Reproduce the following records verbatim. Begin at the line that contains "target: man bartender" and stop after the line that contains "386 100 L 398", including both of those lines.

** BEGIN **

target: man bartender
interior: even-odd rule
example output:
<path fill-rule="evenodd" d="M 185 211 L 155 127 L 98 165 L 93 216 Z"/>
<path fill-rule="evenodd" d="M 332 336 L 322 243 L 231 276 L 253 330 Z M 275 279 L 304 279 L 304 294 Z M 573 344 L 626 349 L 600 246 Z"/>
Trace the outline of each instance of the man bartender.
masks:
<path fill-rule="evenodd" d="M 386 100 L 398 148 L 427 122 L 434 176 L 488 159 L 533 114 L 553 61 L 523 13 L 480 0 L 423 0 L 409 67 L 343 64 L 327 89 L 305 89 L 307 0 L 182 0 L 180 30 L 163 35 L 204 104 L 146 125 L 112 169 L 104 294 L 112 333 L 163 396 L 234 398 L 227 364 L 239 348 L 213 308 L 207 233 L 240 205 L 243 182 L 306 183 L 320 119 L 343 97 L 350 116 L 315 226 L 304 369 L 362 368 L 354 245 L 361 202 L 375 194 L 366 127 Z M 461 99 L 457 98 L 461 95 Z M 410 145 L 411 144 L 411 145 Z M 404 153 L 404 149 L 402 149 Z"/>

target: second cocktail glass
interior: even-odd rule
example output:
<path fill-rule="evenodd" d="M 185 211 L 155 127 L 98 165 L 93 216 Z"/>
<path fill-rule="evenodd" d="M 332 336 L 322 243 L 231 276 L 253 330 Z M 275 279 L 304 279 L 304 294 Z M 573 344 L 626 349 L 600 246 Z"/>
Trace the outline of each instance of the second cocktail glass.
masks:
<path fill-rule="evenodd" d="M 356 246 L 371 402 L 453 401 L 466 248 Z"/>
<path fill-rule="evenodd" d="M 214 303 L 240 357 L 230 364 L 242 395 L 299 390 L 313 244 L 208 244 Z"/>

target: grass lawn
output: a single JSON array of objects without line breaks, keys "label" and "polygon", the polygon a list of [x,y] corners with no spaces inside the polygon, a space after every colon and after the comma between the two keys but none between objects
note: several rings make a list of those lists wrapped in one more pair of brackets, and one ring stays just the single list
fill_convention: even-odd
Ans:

** END **
** BEGIN **

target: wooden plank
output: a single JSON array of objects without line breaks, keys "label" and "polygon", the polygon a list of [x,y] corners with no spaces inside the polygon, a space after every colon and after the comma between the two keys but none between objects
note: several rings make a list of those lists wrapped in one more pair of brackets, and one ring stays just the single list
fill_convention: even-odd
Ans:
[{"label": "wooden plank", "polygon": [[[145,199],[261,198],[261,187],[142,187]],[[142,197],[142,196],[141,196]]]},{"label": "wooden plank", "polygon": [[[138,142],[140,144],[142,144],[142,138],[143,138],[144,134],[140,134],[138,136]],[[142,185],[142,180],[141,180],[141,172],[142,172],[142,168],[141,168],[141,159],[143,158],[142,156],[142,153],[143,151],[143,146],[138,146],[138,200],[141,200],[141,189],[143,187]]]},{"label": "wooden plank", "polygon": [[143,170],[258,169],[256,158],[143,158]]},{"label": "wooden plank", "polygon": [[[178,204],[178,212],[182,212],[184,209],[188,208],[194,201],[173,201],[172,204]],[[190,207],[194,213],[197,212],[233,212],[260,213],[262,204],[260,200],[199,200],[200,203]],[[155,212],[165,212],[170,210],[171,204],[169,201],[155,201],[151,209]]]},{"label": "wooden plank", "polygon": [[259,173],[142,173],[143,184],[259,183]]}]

** END **

**TASK OUTPUT**
target: man bartender
interior: even-odd rule
example output:
<path fill-rule="evenodd" d="M 185 211 L 155 127 L 98 165 L 93 216 Z"/>
<path fill-rule="evenodd" d="M 332 336 L 322 243 L 231 276 L 253 330 Z M 275 279 L 304 279 L 304 294 Z M 573 344 L 626 349 L 600 246 Z"/>
Trace the outline of each instance of the man bartender.
masks:
<path fill-rule="evenodd" d="M 386 100 L 398 148 L 427 122 L 434 176 L 488 159 L 533 114 L 553 61 L 523 13 L 480 0 L 423 0 L 409 67 L 343 64 L 327 89 L 305 89 L 307 0 L 182 0 L 180 30 L 163 35 L 204 104 L 146 125 L 112 169 L 104 294 L 112 333 L 163 396 L 234 398 L 227 364 L 239 348 L 213 308 L 207 233 L 240 205 L 243 182 L 306 183 L 320 119 L 343 97 L 350 116 L 315 226 L 304 369 L 362 368 L 354 245 L 361 202 L 375 194 L 366 127 Z M 461 99 L 457 98 L 461 95 Z M 410 145 L 411 144 L 411 145 Z M 404 153 L 404 149 L 402 149 Z"/>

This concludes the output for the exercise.